(Task to complete): Gather every line in the records below that contains the word "mountain" and copy each of those lines in full.

(Dataset excerpts):
-- start --
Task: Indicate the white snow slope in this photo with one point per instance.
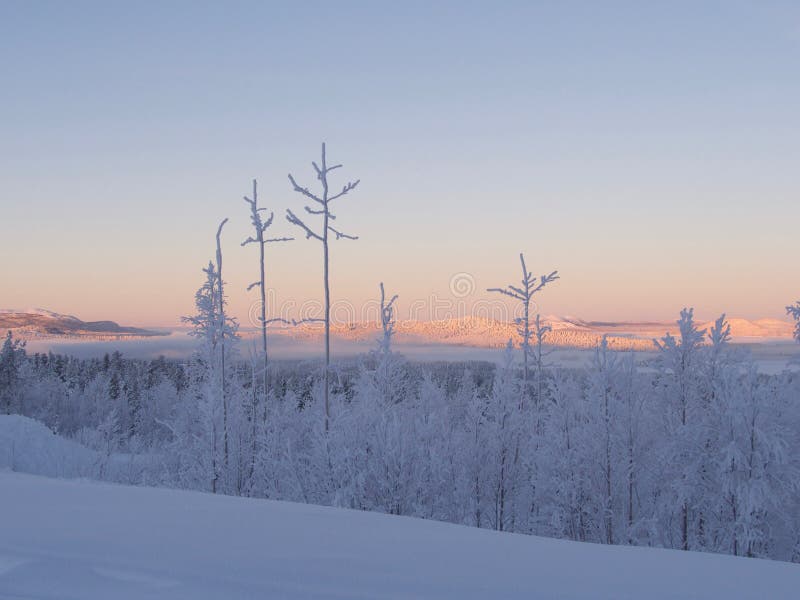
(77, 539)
-- end --
-- start --
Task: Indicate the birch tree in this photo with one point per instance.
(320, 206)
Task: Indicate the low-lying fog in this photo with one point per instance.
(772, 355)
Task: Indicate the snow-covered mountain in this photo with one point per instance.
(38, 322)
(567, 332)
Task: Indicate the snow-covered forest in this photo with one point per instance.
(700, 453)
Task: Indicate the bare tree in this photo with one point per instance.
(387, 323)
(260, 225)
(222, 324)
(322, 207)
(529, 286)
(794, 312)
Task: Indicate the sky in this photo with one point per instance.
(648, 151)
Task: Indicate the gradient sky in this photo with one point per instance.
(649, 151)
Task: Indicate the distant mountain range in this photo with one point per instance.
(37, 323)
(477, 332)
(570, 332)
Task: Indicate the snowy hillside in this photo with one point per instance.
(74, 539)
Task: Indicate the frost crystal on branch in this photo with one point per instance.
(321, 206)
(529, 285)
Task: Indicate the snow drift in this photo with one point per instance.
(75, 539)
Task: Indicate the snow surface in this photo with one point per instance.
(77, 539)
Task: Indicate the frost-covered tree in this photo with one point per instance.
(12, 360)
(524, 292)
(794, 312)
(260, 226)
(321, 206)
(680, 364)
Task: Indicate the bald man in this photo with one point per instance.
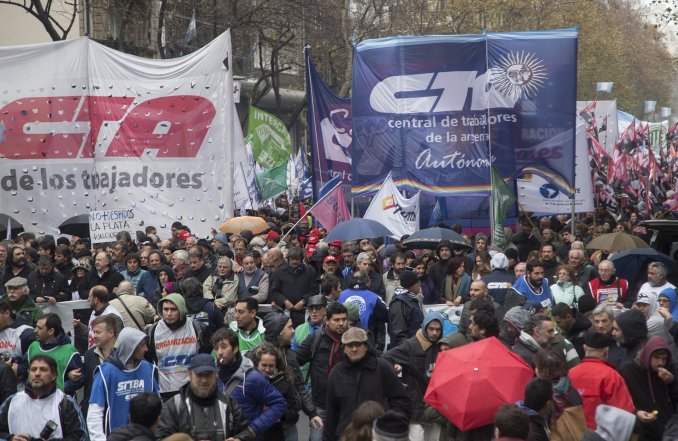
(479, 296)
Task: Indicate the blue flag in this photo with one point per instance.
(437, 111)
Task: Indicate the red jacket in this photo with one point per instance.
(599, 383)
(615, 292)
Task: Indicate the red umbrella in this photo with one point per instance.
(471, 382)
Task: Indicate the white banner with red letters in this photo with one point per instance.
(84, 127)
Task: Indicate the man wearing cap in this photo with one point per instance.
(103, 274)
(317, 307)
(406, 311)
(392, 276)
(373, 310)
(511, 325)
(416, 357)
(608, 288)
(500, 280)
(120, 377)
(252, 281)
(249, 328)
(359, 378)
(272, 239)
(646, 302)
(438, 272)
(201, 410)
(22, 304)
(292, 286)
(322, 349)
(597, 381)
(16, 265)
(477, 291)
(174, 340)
-- end --
(Result for this exercise):
Task: Indicate the snow-covered mountain in this photo with one point per instance.
Task: Indicate the distant mountain range in this photo with one point per instance.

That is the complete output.